Reproduce the hospital tax article below word for word, from its headline through its final sentence.

* _PASSAGE TO READ_:
▶

Hospital tax on November ballot

The Catalina Island Medical Center, pictured above, must be upgraded or replaced to meet state seismic standards. The issue: how to pay for it. This week, Avalon voters rejected a tax on cross channel boat passengers. File photo

The City Council on Aug. 4 unanimously approved placing a measure on the November ballot to impose a special tax on passengers to Avalon and to boats mooring in Avalon.

If approved, the money would go to funding the state-mandated replacement of the Catalina Island Medical Center.

The projected cost: less than $1,000, according to the staff report by City Manager Denise Radde.

According to City Attorney Scott Campbell, this would be the lesat expensive option.

In related news, there will be a virtual town hall about the ballot measure at 5 p.m., Tuesday, Aug. 11. To register, visit SaveCIMC.org.

Councilmember Yesenia De La Rosa asked if there was a way to get informaiton about the measure to members of the Spanish-speaking community.

◀

* _DATASET_:

▶

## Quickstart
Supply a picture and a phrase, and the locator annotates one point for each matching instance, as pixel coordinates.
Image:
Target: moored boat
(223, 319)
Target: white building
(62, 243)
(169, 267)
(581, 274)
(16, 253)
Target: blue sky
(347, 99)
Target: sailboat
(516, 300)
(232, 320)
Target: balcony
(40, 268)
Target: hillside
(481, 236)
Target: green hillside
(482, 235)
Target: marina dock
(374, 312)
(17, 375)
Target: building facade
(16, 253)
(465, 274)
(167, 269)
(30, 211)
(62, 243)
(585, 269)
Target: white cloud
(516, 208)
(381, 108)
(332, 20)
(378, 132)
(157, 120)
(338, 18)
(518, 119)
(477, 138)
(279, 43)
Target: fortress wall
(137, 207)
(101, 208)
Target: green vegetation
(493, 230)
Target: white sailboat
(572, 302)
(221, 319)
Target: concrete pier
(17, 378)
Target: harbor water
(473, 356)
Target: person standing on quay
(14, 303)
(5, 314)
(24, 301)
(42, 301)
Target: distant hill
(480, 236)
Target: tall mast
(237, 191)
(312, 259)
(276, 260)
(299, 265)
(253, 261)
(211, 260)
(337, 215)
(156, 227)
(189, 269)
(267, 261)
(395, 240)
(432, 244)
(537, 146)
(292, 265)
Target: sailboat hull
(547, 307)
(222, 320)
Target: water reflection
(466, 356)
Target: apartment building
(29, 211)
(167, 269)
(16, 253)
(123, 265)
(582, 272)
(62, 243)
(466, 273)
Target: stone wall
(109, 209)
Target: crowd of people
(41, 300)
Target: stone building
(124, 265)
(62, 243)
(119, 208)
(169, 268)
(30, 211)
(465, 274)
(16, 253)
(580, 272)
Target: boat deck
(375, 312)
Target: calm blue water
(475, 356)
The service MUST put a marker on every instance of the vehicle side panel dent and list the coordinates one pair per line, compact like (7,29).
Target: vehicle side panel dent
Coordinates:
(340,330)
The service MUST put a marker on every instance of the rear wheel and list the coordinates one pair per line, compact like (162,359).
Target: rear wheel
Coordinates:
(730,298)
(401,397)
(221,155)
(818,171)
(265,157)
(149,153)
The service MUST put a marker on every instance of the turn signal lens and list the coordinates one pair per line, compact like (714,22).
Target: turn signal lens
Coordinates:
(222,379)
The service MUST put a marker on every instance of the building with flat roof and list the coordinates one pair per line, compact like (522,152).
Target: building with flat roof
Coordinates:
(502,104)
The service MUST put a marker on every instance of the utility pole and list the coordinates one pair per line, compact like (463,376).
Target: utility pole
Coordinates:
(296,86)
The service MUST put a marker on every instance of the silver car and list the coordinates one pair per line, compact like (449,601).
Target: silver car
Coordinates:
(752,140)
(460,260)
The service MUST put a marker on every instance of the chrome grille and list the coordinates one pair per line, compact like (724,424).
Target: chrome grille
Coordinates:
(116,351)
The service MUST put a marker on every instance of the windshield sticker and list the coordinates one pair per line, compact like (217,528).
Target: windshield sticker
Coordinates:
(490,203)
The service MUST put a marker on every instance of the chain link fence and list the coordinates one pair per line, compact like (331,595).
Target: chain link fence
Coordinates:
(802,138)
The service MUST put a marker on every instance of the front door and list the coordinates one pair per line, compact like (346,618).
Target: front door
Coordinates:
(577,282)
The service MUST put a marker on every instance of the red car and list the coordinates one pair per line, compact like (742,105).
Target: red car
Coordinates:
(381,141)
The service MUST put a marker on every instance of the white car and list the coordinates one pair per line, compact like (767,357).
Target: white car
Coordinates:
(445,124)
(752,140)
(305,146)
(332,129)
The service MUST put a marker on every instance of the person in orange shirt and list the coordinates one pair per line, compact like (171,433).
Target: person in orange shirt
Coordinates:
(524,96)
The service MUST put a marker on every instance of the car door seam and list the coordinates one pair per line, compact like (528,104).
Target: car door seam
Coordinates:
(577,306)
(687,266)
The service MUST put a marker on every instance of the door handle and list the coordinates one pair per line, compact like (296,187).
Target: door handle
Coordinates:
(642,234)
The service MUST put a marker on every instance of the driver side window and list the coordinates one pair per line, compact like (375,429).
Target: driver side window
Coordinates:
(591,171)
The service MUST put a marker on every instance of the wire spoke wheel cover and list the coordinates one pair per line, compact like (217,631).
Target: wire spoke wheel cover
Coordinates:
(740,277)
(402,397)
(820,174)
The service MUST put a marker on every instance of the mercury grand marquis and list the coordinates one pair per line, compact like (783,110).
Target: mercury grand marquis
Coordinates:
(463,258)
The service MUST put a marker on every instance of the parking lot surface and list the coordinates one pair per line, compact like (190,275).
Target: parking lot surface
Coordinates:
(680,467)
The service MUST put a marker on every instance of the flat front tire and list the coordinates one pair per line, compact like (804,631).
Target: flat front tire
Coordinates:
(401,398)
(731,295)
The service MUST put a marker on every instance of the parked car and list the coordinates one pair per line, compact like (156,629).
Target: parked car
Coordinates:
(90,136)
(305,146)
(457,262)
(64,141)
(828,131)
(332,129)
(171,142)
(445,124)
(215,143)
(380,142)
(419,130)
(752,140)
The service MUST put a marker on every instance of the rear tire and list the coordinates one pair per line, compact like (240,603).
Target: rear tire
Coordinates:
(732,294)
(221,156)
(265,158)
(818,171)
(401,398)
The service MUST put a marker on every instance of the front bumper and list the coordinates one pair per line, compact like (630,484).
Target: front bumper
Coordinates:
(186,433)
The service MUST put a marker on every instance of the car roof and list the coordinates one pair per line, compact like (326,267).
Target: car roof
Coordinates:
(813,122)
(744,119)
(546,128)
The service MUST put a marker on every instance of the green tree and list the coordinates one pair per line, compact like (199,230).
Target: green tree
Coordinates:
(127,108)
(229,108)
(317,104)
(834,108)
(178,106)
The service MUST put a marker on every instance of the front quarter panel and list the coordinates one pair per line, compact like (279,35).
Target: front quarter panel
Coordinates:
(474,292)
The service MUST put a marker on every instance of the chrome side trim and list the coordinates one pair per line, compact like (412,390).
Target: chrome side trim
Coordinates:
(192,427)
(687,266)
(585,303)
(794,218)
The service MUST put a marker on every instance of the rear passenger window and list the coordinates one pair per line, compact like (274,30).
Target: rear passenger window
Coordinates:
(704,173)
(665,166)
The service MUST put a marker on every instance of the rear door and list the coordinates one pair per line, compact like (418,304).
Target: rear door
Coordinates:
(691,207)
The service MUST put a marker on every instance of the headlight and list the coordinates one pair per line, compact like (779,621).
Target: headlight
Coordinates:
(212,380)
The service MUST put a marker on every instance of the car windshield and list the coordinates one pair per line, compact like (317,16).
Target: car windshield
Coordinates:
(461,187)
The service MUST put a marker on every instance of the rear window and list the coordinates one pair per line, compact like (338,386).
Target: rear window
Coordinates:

◀

* _WRITTEN ANSWER_:
Hospital tax on November ballot

The Catalina Island Medical Center, pictured above, must be upgraded or replaced to meet state seismic standards. The issue: how to pay for it. This week, Avalon voters rejected a tax on cross channel boat passengers. File photo

The City Council on Aug. 4 unanimously approved placing a measure on the November ballot to impose a special tax on passengers to Avalon and to boats mooring in Avalon.

If approved, the money would go to funding the state-mandated replacement of the Catalina Island Medical Center.

The projected cost: less than $1,000, according to the staff report by City Manager Denise Radde.

According to City Attorney Scott Campbell, this would be the lesat expensive option.

In related news, there will be a virtual town hall about the ballot measure at 5 p.m., Tuesday, Aug. 11. To register, visit SaveCIMC.org.

Councilmember Yesenia De La Rosa asked if there was a way to get informaiton about the measure to members of the Spanish-speaking community.